- Listed records

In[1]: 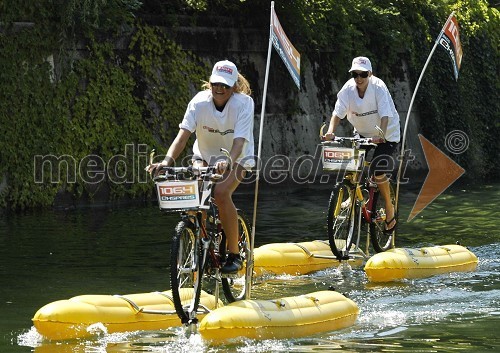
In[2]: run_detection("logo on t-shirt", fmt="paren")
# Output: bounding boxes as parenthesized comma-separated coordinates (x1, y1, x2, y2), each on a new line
(203, 125, 234, 135)
(354, 110, 378, 117)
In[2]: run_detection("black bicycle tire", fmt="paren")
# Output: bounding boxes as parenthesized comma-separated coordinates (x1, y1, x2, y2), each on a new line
(327, 183, 356, 259)
(369, 184, 397, 252)
(221, 209, 251, 302)
(170, 220, 203, 324)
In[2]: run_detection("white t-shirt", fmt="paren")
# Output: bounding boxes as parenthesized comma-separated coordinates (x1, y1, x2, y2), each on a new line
(333, 76, 400, 142)
(179, 90, 255, 169)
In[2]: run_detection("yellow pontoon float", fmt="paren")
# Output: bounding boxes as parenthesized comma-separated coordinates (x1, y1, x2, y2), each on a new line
(253, 240, 363, 276)
(364, 244, 478, 282)
(33, 289, 221, 340)
(199, 290, 359, 342)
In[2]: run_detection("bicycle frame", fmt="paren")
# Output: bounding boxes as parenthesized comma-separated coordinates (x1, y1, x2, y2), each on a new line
(337, 144, 379, 224)
(193, 206, 225, 274)
(340, 165, 379, 259)
(169, 175, 227, 304)
(351, 177, 379, 258)
(153, 164, 252, 325)
(355, 177, 378, 224)
(322, 133, 395, 260)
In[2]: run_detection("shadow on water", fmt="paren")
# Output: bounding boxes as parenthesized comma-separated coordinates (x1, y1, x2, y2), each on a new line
(1, 181, 499, 352)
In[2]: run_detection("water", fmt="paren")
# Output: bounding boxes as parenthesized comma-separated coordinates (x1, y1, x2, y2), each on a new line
(1, 182, 498, 352)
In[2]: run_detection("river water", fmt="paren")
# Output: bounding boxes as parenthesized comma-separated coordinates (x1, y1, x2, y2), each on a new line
(1, 182, 498, 352)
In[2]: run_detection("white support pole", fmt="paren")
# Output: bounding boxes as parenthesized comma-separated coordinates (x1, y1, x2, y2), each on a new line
(245, 1, 274, 299)
(394, 11, 454, 234)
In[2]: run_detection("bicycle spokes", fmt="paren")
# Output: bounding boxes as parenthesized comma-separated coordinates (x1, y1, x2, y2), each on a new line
(370, 186, 396, 253)
(327, 184, 356, 259)
(170, 221, 203, 324)
(221, 210, 251, 302)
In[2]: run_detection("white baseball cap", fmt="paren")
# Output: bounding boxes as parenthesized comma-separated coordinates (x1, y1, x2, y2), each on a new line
(210, 60, 238, 87)
(349, 56, 372, 72)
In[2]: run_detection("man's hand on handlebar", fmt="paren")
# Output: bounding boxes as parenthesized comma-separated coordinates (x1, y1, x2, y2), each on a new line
(215, 160, 230, 175)
(370, 137, 386, 144)
(322, 132, 335, 141)
(215, 148, 233, 175)
(319, 123, 335, 141)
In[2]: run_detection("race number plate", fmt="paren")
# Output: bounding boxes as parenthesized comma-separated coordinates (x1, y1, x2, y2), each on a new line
(322, 147, 361, 171)
(156, 180, 199, 210)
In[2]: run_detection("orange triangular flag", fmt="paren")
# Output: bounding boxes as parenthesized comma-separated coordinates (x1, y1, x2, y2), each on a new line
(408, 134, 465, 221)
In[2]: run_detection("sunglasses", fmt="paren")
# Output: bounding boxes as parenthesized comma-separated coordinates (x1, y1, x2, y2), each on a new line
(351, 71, 369, 79)
(211, 82, 231, 89)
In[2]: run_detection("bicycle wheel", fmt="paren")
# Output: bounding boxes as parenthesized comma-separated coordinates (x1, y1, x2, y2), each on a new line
(222, 209, 251, 302)
(170, 220, 203, 324)
(369, 183, 396, 252)
(327, 183, 357, 259)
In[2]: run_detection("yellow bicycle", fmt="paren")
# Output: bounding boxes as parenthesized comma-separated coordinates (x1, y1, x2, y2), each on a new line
(320, 129, 397, 260)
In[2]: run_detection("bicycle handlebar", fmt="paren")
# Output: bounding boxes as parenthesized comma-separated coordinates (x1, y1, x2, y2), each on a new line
(321, 136, 376, 147)
(319, 122, 381, 147)
(149, 147, 231, 182)
(152, 165, 223, 182)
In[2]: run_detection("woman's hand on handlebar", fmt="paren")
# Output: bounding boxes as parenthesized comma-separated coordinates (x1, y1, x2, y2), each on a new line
(146, 160, 167, 175)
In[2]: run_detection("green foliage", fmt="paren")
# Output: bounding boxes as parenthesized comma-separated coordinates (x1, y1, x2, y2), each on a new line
(0, 15, 62, 209)
(57, 0, 142, 75)
(61, 39, 156, 200)
(60, 0, 142, 34)
(415, 0, 499, 179)
(128, 23, 207, 151)
(0, 4, 207, 210)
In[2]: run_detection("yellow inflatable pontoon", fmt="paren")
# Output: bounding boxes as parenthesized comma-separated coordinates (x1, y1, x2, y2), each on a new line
(253, 240, 363, 276)
(199, 290, 359, 342)
(33, 289, 221, 340)
(364, 244, 478, 282)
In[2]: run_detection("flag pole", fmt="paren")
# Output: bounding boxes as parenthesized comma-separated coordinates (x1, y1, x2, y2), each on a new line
(394, 11, 454, 237)
(245, 1, 274, 299)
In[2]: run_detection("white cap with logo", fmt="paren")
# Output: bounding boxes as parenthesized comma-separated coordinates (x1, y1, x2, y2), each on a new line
(349, 56, 372, 72)
(210, 60, 238, 87)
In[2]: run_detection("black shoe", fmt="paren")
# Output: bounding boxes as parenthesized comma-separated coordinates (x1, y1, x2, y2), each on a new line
(221, 253, 243, 274)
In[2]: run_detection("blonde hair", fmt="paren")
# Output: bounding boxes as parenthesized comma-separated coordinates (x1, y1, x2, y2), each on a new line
(202, 73, 252, 96)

- Required work
When you return the records, keep every word unchanged and drop the pictures.

- Written response
In[1]: 
In[2]: run_detection("logo on t-shirt", fmt="paren")
# Output: bounding boxes as parenthesized comma-separated coordinates (x1, y1, x2, y2), each on a new line
(203, 125, 234, 135)
(354, 110, 378, 117)
In[2]: run_detection("black bicycle tire", fmt="paren")
# Output: bounding boxes as parenthesized comma-separated coordinates (x1, y1, x2, y2), each on a new line
(327, 183, 356, 259)
(369, 184, 397, 252)
(221, 209, 251, 302)
(170, 220, 203, 324)
In[2]: run_detection("white t-shirt", fmt="paren")
# Output: bounding boxes as parenthesized comma-separated coordinates (x1, y1, x2, y2), each on a new line
(333, 76, 400, 142)
(179, 90, 255, 169)
In[2]: run_detection("yellow pontoon float", fmt="paren")
# Output: bounding boxes as parenthesized comma-separated coordinates (x1, y1, x2, y2), each on a new line
(253, 240, 363, 276)
(364, 244, 478, 282)
(33, 289, 221, 340)
(199, 290, 359, 342)
In[2]: run_detection("bicycle frame", fmt="paren")
# Output: bounding boxes as parenthesized comma-separated coordinates (x1, y1, x2, y2), each on a new line
(337, 144, 379, 224)
(193, 206, 225, 274)
(340, 165, 379, 259)
(169, 175, 227, 304)
(351, 177, 379, 258)
(153, 164, 252, 325)
(355, 177, 378, 224)
(322, 133, 395, 260)
In[2]: run_detection("shadow on water", fmt="paren")
# Output: bounding boxes as parenthesized comma-separated coordinates (x1, y1, x2, y2), each on a new line
(1, 181, 499, 352)
In[2]: run_detection("water", fmt="paren")
# Output: bounding boxes as parenthesized comma-separated coordinates (x1, y1, x2, y2), each on a new line
(1, 182, 498, 352)
In[2]: run_detection("river water", fmt="paren")
# Output: bounding boxes as parenthesized comma-separated coordinates (x1, y1, x2, y2), each on a new line
(1, 182, 498, 352)
In[2]: run_detection("white support pole", fmt="paren")
# Output: bounding boxes as parenthesized comma-separated coordinates (x1, y1, x2, y2), each on a new line
(245, 1, 274, 299)
(394, 11, 454, 234)
In[2]: run_detection("bicycle spokes", fmt="paren")
# Output: bounding boxes as parenthesized comma-separated coordinates (x1, y1, x2, y2), each on a new line
(370, 186, 396, 253)
(327, 184, 356, 259)
(170, 221, 203, 324)
(221, 210, 251, 302)
In[2]: run_detection("white baseball cap", fmt="paren")
# Output: bounding boxes as parenthesized comma-separated coordinates (x1, y1, x2, y2), each on a new line
(210, 60, 238, 87)
(349, 56, 372, 72)
In[2]: run_detection("man's hand on handlebar", fmt="paren")
# Output: bounding boxes as parenthesized comma-separated coordinates (x1, y1, x2, y2), each on a new line
(215, 160, 230, 175)
(370, 137, 386, 144)
(322, 132, 335, 141)
(215, 148, 233, 175)
(319, 123, 335, 141)
In[2]: run_detection("race number plate", fmt="paren")
# Output: bounding boxes as parenthesized comma-separated coordinates (x1, y1, x2, y2), each on a new line
(322, 147, 361, 171)
(156, 180, 199, 210)
In[2]: run_detection("orange triangular flag", fmt="paren")
# Output: bounding boxes as parenthesized comma-separated coordinates (x1, y1, x2, y2), each on a new line
(408, 134, 465, 221)
In[2]: run_detection("sunglasses", fmt="paren")
# Output: bounding boxes as parenthesized comma-separated coordinates (x1, y1, x2, y2), each on a new line
(351, 71, 369, 79)
(211, 82, 231, 89)
In[2]: run_detection("bicycle wheel", fmt="paren")
# Output: bounding boxes as parenthesized comma-separated coordinates (x1, y1, x2, y2), each on a new line
(222, 209, 251, 302)
(170, 220, 203, 324)
(369, 183, 396, 252)
(327, 183, 357, 259)
In[2]: run_detection("yellow bicycle", fmt="paren")
# Output: bounding boxes as parenthesized comma-separated coordinates (x1, y1, x2, y2), each on a new line
(320, 129, 397, 260)
In[2]: run_detection("bicycle handlebar", fmt="paren")
# Output: bounding boxes as parenthesized comma-separated coordinates (x1, y1, x2, y2), each on a new line
(321, 136, 376, 147)
(319, 122, 381, 147)
(149, 147, 231, 182)
(152, 165, 223, 182)
In[2]: run_detection("woman's hand on handlebar", fmt="paren")
# Output: bounding boxes as parenthesized comma-separated coordinates (x1, y1, x2, y2), each on a new line
(146, 160, 167, 175)
In[2]: run_detection("green foliage", fmt="paren")
# Output: bounding boxes as parenthesized comma-separated coordinates (x1, y1, x2, y2), each on a new line
(0, 15, 62, 209)
(57, 0, 142, 75)
(61, 39, 156, 200)
(60, 0, 142, 34)
(415, 0, 499, 179)
(128, 23, 207, 151)
(0, 4, 207, 210)
In[2]: run_detection("yellow inflatable pontoon", fmt="paren")
# Output: bounding boxes as parenthesized comma-separated coordinates (x1, y1, x2, y2), each on a new line
(253, 240, 363, 276)
(199, 290, 359, 342)
(33, 289, 221, 340)
(364, 244, 478, 282)
In[2]: run_detection("flag pole", fmt="paren")
# Output: bounding boxes as parenthesized comma-separated coordinates (x1, y1, x2, y2), each on a new line
(394, 11, 454, 237)
(245, 1, 274, 299)
In[2]: run_detection("white cap with logo", fmt="paren")
# Output: bounding boxes as parenthesized comma-separated coordinates (x1, y1, x2, y2), each on a new line
(349, 56, 372, 72)
(210, 60, 238, 87)
In[2]: run_detection("black shoe", fmt="paren")
# Output: bounding boxes as parenthesized comma-separated coordinates (x1, y1, x2, y2), each on a new line
(221, 253, 243, 274)
In[2]: run_detection("blonde hair", fmt="paren")
# Output: bounding boxes as parenthesized comma-separated coordinates (x1, y1, x2, y2), each on a new line
(202, 73, 252, 96)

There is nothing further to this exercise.